** GIVEN TEXT **
I anticipate this idea will not be well-received by my tribe or by any group that bears an onus of centuries of persecution. Nonetheless, I have seen the power that this simple idea has had on my own life and so I humbly offer it to you here.

So here goes… (Gulp!)

Hatred can only be overcome by looking at the evil within yourself

I watched “The Devil Next Door” on Netflix like everyone else. It tells the tale of a blue-collar Ukrainian man living in Cleveland who was believed to be the notorious Ivan the Terrible, the most ruthless guard in the Treblinka extermination camp. The docuseries follows him as he is extradited to Israel where he is put on trial for the most heinous of crimes against humanity.

Now I understand that we in Israel have a responsibility to make sure that no Holocaust ever happens again, and I’m certainly not speaking out against that. Watching as survivors from Treblinka look the alleged Ivan the Terrible in the eyes and nearly pass out in terror was not easy.

** PARTS OF THE EXERCISE **
1) Repeat the portion of the passage on overcoming hatred that opens with the words containing "So here goes…" and closes with "was not easy.".
2) For each statement, say yes or no to whether the passage on overcoming hatred agrees with it, and quote the words from the passage that settle it. (a) The docuseries was watched on Netflix. (b) The man it follows lived in Chicago. (c) He was extradited to Germany.

** DATA **
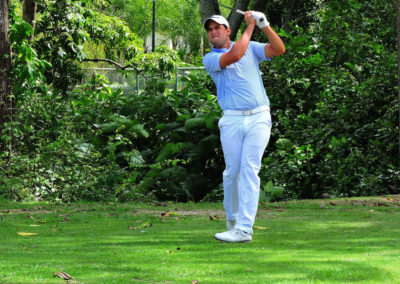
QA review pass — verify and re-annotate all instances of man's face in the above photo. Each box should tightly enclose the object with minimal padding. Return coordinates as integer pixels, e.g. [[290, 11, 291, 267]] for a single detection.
[[207, 21, 231, 48]]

** PER-TASK ANSWERS **
1)
So here goes… (Gulp!)

Hatred can only be overcome by looking at the evil within yourself

I watched “The Devil Next Door” on Netflix like everyone else. It tells the tale of a blue-collar Ukrainian man living in Cleveland who was believed to be the notorious Ivan the Terrible, the most ruthless guard in the Treblinka extermination camp. The docuseries follows him as he is extradited to Israel where he is put on trial for the most heinous of crimes against humanity.

Now I understand that we in Israel have a responsibility to make sure that no Holocaust ever happens again, and I’m certainly not speaking out against that. Watching as survivors from Treblinka look the alleged Ivan the Terrible in the eyes and nearly pass out in terror was not easy.

2)
(a) Yes: "I watched “The Devil Next Door” on Netflix"
(b) No: "a blue-collar Ukrainian man living in Cleveland"
(c) No: "he is extradited to Israel"